Listed records
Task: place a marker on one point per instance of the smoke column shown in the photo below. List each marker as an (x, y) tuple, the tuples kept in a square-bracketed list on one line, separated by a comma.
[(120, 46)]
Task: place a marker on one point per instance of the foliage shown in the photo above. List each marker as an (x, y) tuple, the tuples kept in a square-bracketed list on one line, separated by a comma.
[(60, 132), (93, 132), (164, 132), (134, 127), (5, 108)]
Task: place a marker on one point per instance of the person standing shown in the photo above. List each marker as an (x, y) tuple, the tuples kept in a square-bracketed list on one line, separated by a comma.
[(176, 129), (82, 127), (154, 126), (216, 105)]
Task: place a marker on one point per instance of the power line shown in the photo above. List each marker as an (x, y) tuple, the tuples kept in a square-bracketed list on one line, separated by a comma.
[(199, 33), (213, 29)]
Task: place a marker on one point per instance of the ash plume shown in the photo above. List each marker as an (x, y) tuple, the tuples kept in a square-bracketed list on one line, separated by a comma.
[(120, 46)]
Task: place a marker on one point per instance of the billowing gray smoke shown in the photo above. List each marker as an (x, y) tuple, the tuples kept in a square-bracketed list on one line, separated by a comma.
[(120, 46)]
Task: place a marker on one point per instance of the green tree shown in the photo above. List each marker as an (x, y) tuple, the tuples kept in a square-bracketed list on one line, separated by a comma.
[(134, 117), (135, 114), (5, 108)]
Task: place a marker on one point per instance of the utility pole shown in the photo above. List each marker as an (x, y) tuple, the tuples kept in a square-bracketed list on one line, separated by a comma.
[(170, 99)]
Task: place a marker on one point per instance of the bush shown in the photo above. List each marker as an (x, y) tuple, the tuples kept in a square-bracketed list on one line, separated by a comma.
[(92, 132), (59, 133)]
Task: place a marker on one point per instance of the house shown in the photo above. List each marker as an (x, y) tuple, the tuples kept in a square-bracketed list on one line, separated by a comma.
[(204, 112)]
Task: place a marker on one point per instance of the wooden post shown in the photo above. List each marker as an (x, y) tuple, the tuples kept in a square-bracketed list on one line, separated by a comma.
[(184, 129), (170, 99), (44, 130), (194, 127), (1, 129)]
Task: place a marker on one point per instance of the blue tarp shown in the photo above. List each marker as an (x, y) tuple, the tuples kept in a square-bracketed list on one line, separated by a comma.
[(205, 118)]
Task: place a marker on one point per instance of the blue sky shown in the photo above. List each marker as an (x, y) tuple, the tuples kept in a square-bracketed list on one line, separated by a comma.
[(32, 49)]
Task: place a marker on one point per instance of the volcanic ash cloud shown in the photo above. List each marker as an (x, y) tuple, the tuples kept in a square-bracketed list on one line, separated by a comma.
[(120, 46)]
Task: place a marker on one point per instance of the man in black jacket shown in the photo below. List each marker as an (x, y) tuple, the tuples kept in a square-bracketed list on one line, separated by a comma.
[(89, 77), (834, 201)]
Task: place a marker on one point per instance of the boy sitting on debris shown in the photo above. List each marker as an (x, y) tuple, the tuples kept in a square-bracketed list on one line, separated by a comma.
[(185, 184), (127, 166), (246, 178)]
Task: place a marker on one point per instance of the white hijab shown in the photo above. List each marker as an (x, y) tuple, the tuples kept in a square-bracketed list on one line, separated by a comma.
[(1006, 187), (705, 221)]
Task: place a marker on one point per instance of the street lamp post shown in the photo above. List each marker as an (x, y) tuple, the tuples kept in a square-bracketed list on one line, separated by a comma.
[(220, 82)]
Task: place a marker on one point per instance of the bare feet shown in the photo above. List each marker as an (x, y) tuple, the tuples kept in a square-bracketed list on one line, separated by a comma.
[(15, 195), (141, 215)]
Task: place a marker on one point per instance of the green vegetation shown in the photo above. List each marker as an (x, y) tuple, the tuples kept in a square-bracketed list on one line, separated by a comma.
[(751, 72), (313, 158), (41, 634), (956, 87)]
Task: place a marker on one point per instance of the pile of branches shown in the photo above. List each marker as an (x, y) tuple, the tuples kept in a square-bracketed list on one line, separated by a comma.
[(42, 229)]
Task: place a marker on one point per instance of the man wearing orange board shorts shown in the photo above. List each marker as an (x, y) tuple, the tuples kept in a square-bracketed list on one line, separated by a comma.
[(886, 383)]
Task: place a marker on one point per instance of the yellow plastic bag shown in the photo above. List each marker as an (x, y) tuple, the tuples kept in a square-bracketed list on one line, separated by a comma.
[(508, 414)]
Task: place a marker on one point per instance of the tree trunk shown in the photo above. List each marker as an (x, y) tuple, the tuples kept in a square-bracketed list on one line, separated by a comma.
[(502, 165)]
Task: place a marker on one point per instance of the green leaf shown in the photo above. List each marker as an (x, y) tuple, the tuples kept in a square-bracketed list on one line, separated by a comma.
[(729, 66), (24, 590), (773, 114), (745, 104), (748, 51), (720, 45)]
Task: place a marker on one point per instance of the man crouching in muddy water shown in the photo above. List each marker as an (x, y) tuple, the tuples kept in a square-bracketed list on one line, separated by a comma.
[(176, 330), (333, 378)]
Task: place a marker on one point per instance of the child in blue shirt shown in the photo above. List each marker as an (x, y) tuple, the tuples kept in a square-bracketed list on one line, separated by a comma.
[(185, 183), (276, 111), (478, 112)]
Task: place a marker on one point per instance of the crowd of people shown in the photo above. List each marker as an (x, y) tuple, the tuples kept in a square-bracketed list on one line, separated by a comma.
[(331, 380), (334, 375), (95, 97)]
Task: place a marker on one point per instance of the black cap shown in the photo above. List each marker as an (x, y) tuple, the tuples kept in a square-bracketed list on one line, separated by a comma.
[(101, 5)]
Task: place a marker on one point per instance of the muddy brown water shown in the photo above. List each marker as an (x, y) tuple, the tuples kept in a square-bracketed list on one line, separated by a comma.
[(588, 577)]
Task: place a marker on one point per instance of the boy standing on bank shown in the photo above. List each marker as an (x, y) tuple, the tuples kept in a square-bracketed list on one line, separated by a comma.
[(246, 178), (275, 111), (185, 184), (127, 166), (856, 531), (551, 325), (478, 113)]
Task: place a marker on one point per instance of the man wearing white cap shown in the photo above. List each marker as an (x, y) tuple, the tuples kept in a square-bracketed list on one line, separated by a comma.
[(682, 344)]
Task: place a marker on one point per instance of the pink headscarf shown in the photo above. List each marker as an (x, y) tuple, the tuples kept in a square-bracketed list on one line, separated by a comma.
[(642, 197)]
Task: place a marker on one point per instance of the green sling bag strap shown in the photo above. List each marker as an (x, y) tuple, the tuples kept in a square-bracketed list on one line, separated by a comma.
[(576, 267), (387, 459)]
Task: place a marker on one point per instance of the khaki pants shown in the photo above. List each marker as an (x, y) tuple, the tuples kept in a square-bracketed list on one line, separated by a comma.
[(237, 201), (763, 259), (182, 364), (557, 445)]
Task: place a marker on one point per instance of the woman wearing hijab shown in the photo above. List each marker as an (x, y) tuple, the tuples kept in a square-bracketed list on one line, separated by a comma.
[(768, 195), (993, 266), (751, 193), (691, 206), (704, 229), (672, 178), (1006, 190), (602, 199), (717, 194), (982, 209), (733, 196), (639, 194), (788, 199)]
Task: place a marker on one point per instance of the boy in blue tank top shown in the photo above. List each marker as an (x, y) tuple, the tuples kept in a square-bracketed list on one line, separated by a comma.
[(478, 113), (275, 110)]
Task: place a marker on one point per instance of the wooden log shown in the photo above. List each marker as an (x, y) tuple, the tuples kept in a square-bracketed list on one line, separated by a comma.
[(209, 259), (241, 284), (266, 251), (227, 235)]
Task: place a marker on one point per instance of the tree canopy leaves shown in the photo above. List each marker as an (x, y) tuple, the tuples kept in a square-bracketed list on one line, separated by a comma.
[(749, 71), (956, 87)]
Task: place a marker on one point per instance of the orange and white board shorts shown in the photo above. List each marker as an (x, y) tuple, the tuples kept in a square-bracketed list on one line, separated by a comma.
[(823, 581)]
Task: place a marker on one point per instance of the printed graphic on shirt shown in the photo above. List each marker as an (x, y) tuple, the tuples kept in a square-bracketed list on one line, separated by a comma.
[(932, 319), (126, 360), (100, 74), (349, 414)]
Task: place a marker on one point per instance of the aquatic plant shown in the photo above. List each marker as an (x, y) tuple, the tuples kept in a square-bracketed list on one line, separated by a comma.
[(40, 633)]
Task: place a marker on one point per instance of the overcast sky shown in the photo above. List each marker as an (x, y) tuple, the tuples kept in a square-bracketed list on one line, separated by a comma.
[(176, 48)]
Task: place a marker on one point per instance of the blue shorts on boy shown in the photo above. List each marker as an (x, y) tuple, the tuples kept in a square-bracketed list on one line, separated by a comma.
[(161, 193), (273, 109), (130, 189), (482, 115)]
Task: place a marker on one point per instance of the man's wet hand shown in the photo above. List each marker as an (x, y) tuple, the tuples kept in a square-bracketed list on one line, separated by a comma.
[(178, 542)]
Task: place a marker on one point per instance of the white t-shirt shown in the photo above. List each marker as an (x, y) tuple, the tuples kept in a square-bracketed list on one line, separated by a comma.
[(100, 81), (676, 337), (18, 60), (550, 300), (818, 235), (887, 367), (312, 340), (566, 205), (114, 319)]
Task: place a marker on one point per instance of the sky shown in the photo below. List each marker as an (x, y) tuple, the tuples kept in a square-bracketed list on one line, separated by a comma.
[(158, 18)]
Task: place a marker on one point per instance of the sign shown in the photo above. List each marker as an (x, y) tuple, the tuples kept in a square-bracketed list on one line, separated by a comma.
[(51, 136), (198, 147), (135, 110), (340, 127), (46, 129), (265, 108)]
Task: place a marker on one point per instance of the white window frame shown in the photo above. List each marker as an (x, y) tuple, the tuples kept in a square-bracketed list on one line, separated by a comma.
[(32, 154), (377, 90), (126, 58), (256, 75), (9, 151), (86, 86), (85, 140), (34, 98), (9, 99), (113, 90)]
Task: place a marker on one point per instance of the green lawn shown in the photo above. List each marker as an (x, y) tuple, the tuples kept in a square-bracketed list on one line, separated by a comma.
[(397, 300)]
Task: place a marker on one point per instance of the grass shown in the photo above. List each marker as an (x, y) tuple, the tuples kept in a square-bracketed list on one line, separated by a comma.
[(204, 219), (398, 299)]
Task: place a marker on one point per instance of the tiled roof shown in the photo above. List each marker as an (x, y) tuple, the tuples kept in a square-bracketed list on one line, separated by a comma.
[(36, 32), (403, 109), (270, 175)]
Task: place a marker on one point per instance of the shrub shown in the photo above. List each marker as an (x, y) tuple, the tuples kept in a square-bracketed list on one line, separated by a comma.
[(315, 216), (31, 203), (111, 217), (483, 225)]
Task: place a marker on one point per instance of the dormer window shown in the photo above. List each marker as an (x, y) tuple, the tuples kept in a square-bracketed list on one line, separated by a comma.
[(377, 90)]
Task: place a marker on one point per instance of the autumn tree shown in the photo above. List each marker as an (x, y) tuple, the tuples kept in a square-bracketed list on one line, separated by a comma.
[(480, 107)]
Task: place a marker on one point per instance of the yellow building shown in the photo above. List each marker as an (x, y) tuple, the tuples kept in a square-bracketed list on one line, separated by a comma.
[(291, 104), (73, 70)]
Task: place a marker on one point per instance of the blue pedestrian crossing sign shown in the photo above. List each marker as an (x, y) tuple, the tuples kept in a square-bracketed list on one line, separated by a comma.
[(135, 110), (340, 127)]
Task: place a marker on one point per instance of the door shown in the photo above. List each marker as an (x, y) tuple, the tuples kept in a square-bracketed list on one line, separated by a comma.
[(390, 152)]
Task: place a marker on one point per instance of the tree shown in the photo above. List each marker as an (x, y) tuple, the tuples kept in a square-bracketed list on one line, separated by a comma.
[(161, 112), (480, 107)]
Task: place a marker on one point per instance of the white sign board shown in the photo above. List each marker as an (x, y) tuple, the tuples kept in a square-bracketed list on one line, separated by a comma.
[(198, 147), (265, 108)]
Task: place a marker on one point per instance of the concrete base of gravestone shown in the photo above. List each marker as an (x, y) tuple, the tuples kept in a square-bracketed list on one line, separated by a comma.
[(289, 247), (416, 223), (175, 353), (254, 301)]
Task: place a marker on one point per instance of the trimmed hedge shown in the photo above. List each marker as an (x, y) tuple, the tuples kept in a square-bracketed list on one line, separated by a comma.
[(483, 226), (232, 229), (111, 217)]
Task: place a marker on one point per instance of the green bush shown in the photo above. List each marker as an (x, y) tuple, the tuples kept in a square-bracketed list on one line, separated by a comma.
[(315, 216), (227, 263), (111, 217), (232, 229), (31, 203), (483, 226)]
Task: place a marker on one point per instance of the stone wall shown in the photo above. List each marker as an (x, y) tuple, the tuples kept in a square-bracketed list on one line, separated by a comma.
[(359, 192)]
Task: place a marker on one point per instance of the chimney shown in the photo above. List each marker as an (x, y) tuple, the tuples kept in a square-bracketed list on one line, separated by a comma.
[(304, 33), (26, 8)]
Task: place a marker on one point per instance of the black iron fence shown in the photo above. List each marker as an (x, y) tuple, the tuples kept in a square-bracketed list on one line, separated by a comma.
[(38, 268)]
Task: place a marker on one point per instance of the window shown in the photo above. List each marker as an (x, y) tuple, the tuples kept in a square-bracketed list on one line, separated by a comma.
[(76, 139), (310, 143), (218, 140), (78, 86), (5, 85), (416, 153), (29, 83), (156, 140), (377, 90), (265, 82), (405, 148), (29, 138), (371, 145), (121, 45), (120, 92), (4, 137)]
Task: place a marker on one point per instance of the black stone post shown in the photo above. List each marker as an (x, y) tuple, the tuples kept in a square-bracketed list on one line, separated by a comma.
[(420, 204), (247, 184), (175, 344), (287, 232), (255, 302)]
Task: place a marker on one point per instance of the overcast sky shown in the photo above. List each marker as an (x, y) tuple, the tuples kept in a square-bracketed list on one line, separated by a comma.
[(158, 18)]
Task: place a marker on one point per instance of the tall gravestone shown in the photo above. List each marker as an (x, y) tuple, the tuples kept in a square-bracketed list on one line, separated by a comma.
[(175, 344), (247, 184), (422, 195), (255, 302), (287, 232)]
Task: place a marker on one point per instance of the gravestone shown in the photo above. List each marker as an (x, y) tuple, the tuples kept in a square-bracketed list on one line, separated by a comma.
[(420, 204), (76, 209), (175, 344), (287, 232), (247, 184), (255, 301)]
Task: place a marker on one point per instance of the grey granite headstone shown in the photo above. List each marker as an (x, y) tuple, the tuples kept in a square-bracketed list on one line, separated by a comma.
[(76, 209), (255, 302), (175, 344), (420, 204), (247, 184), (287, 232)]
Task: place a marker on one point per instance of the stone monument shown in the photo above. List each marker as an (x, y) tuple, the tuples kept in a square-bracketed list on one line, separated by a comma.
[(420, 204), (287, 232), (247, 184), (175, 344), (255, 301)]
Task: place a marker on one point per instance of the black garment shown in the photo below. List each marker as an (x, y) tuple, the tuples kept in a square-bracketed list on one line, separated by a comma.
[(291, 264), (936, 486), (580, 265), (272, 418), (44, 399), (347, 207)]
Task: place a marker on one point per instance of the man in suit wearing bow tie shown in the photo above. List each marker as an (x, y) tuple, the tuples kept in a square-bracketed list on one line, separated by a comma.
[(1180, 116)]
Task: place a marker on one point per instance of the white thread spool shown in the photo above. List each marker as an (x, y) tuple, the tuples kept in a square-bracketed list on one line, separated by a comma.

Description of the task
Nothing but the lines from the one containing "the black garment" to the end of the material should be printed, each exactly as written.

Written response
Task: place a marker on one point per instance of the black garment shown in the photo below. List each marker as an (x, y) tuple, the tuples kept in a square-bracketed list on one line, separated by a comma.
[(291, 264), (936, 486), (580, 265), (272, 418), (44, 399), (347, 207)]
Task: place a marker on one point per instance of the man in suit wearing bow tie shown in the photo above. List each marker as an (x, y) tuple, the tuples kept in a square-bracketed list on one line, separated by a comma.
[(1180, 116)]
Task: place a marker on one point per instance of the white thread spool shown in the photo above. List each marker as an (x, y) tuple, the tuples kept in a square-bracketed list on one line, separated by a comma.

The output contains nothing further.